### QUESTIONS
[1] Answer these questions using the text about Synnöve Solbakken and Pordenone's Nordic retrospectives.
(a) Which school does Synnöve Solbakken belong to?
(b) What was the title of Pordenone's 1986 Nordic retrospective?
(c) Who was the 2000 retrospective dedicated to?
[2] Carry on the text about Synnöve Solbakken and Pordenone's Nordic retrospectives from its last sentence.

### DOCUMENT TEXT
AA: It was a great pleasure to see at last Synnöve Solbakken. Although highly regarded in histories of the Swedish cinema, in recent decades it has not been screened much. Probably it has been neglected because it belongs to the Sjöström-Stiller school. Their presence has been so dominant that they have occupied the territory.

In Pordenone's 1986 Nordic retrospective Schiave bianche allo specchio the focus was on early cinema. In the 1999 retrospective Nordic Explorations the mission was to go outside the canon, also avoiding the rural mainstream, although a sidebar of well-known titles was added as an afterthought (and The Song of the Scarlet Flower was included because of the plan to perform the original score as a concert with a full orchestra). In 2000 there was a retrospective dedicated to Georg af Klercker, and in 2006 a Nordisk centenary retrospective. In 2013 discoveries were made of the rarely seen late Swedish silents by Gustaf Molander and his contemporaries.

Data entries
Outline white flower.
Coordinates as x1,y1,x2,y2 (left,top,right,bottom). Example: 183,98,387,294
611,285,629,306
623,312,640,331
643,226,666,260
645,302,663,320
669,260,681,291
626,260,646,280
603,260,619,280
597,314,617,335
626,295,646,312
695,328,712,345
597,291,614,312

### ANSWERS BY ITEM
[1]
(a) The Sjöström-Stiller school
(b) Schiave bianche allo specchio
(c) Georg af Klercker

[2]
Synnöve Solbakken is a key film of the Sweden golden age, based on a novel of the Nobel laureate Bjørnstjerne Bjørnson. The drama is based on tensions between two big farms. Granliden is in the shadow, and life there is driven by harsh discipline and hard work. Solbakken is literally on a sunny hill, a place of religious engagement to the tune of the Haugeans, a current or radical pietism.

Thorbjörn of Granliden is a young man of hot temper, the most fearsome fighter of the district. Since childhood he and Synnöve Solbakken have felt a mutual attraction. A memorable image is of Thorbjörn and Synnöve as children just staring at each other during church service, ignoring the surroundings.

The sense of landscape is based on the aesthetics of the sublime. The mornings at the mighty fjords, the bonfires of the Midsummer night (Sankt Hans in Norway), the midnight sun, the freedom at the summer pasture (sätern), and the wild mountains rivers are among the delights of the milieu.

Synnöve Solbakken is a Bildungsroman of Thorbjörn, parallel to The Song of Scarlet Flower in that the boy must grow up to a man before he is worthy of the leading lady. Thorbjörn has been growing up between a stern father and a good-for-nothing farmhand who is finally fired. The éducation sentimentale spans many years. Thorbjörn is banished from Solbakken, but Synnöve remains cold towards her many other suitors.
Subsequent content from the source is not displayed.